Records for processing Start Marker
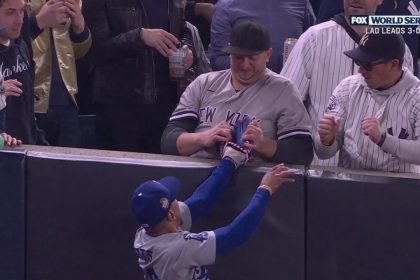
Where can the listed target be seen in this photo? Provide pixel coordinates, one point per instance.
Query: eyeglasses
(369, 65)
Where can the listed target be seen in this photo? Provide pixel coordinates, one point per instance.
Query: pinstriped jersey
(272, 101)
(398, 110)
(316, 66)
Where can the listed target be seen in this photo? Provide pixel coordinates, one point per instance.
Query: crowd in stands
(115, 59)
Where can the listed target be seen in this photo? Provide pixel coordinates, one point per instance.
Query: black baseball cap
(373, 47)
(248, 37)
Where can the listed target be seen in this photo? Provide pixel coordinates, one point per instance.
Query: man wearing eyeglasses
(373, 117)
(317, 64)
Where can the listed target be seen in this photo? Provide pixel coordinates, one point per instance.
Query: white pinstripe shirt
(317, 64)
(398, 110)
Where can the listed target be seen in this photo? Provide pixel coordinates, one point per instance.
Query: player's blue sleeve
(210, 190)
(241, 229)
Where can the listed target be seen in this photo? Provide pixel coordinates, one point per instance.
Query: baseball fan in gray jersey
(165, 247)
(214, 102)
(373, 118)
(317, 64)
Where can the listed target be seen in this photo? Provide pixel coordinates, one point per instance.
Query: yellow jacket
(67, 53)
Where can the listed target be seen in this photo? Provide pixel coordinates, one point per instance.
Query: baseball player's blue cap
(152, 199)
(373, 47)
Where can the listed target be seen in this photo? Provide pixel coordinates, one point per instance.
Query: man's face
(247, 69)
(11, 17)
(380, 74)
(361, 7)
Records for processing End Marker
▶ **Task details**
Pictures in the records are to be left out; repeat everything else exactly.

▶ **Answer to the problem**
Where can the listed target be seen in this photo? Provide pixel coordinates, one point per instance.
Query: eyeglasses
(369, 65)
Where can the listed target be seen in this photo? Provide pixel coordinates, one point per instance.
Query: pinstriped jersey
(272, 101)
(398, 110)
(316, 66)
Where can the listed target be seen in this photo? Provide pixel coordinates, one point per instance.
Query: crowd in stands
(115, 59)
Where can the listed target be seen in this photo? Provide pixel coordinates, one point per instance.
Query: black baseball cap
(373, 47)
(248, 37)
Where can the listed target be seen in this photo? Provide pixel coordinates, one point per instance.
Query: man wearing eyeglasses
(373, 117)
(317, 64)
Where can the listed target be seen in this photo? Provide pixel coordinates, one point per instance.
Query: white pinstripe shirt
(317, 64)
(398, 110)
Where can the listed target be seen in this photo? Provide pixel coordinates, one point per instance.
Query: player's blue sleeve
(210, 190)
(241, 229)
Where can the listed target be seen in this photo? Provide pixel coordinates, one point per instance.
Query: baseball fan in gray jersey
(165, 247)
(214, 102)
(373, 118)
(317, 64)
Where can the listed target be seen in this photo? Provide pixel coordinates, one point per instance.
Query: yellow jacket
(67, 53)
Where can the listed target be seen in this photo? Provide pixel coordinates, one point per instance.
Query: baseball player's blue cap
(152, 199)
(373, 47)
Where can the listed target be seen in this photo? Provide pixel coordinates, one point per instance.
Query: man's face
(247, 69)
(11, 17)
(380, 74)
(361, 7)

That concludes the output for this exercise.